* **About this exercise**: Select, from the data, each line where "below" occurs.

*** Opening Excerpted data ***

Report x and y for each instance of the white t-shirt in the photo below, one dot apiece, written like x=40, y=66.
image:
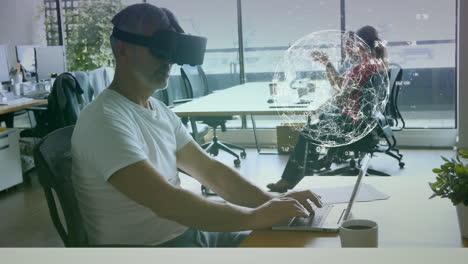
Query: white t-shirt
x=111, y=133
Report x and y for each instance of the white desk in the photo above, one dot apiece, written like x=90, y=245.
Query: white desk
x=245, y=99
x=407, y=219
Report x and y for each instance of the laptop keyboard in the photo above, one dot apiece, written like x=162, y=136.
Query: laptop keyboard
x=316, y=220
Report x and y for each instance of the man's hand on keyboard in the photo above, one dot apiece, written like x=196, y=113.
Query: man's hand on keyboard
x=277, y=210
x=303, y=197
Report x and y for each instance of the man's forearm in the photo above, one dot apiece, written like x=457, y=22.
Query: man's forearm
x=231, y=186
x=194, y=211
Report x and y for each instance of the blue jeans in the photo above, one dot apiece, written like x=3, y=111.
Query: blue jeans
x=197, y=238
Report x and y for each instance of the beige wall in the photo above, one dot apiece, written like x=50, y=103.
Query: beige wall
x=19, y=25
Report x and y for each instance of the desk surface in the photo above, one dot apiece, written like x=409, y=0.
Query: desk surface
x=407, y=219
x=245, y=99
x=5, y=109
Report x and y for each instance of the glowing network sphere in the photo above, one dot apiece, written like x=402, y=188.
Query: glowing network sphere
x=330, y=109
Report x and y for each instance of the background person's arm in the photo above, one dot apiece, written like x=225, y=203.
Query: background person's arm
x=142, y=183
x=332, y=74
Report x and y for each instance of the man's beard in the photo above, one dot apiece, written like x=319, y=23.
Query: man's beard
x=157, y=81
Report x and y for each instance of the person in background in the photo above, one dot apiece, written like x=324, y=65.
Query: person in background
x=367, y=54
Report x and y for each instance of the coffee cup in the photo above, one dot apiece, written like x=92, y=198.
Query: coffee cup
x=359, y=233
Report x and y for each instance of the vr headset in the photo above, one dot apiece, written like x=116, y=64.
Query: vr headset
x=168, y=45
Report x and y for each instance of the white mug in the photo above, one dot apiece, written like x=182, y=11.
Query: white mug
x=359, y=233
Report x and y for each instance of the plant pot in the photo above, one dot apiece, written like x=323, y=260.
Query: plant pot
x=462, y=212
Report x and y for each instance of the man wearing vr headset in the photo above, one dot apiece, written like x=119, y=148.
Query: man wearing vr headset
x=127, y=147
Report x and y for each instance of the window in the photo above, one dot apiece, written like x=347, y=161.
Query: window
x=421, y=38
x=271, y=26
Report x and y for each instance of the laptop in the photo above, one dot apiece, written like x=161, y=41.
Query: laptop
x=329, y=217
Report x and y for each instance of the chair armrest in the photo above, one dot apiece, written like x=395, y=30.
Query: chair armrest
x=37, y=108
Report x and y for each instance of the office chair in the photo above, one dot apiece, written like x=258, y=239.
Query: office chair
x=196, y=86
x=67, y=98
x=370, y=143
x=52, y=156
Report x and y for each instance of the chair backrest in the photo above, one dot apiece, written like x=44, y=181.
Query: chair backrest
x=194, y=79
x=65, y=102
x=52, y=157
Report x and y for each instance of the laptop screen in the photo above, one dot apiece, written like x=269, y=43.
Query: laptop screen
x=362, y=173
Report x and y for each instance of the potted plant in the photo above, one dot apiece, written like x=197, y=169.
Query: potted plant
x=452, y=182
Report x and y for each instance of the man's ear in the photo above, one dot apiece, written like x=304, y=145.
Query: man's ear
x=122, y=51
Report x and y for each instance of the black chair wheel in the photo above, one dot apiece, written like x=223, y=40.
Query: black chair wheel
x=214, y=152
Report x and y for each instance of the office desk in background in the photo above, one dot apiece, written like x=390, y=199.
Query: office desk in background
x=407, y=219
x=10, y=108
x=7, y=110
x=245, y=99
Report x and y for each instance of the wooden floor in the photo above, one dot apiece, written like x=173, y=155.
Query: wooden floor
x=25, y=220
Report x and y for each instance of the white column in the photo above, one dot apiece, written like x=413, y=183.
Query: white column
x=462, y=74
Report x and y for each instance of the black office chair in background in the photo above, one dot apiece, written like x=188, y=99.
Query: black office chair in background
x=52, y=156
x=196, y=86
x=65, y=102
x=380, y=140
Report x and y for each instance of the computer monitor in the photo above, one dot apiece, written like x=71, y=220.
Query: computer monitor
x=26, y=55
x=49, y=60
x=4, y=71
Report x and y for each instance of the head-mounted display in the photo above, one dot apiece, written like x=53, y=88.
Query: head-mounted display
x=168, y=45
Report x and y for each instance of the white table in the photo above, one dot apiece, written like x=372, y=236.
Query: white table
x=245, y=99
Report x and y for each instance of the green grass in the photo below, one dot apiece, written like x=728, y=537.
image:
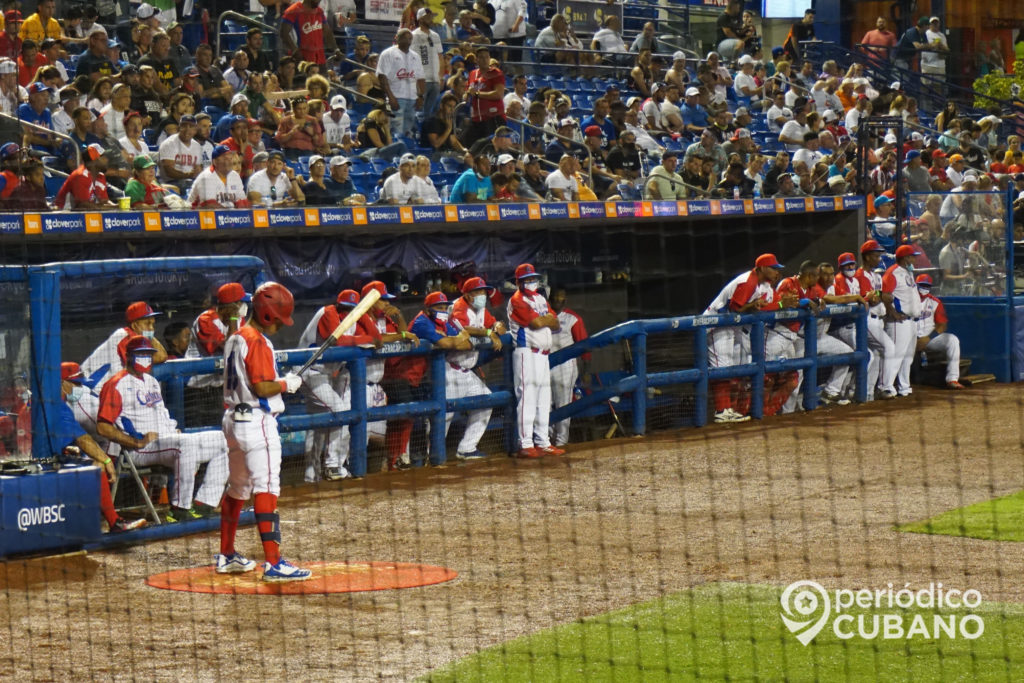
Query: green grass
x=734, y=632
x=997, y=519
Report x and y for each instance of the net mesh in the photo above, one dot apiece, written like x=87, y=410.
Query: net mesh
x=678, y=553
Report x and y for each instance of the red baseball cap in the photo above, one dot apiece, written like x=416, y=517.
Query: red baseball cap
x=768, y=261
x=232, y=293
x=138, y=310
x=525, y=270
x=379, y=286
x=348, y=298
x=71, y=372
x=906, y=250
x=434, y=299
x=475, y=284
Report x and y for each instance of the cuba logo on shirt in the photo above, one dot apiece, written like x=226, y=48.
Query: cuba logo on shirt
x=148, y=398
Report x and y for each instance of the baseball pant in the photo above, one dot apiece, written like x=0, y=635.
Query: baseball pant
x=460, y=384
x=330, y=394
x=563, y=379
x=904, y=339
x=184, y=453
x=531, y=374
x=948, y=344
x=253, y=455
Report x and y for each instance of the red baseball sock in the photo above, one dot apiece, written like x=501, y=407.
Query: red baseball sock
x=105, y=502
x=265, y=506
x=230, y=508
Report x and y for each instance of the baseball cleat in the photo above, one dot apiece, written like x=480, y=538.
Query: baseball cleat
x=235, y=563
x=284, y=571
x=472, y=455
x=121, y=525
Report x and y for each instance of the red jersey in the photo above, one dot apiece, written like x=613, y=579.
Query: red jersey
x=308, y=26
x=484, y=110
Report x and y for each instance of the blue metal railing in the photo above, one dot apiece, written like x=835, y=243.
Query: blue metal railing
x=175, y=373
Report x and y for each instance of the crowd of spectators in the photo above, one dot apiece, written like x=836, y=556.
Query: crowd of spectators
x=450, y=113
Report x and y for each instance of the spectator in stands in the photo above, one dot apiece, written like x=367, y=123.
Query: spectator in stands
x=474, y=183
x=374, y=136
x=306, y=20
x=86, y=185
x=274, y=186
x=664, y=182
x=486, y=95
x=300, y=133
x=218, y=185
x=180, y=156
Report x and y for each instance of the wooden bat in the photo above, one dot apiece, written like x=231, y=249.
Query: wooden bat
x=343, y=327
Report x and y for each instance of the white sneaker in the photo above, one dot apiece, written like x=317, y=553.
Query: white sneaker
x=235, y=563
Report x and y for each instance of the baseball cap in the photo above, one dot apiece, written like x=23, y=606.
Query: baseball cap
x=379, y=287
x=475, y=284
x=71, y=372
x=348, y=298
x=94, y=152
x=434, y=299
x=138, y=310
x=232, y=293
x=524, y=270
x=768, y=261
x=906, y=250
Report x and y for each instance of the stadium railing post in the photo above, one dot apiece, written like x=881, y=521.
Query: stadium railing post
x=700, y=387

*** Closing Excerpted data ***

* **Written response**:
Report x and y for each instance of the white t-shirt in the photo below, one dot apiece, written like x=40, y=66.
Report x and y for each instance of the green grass in the photo below, one dot apiece, written like x=728, y=537.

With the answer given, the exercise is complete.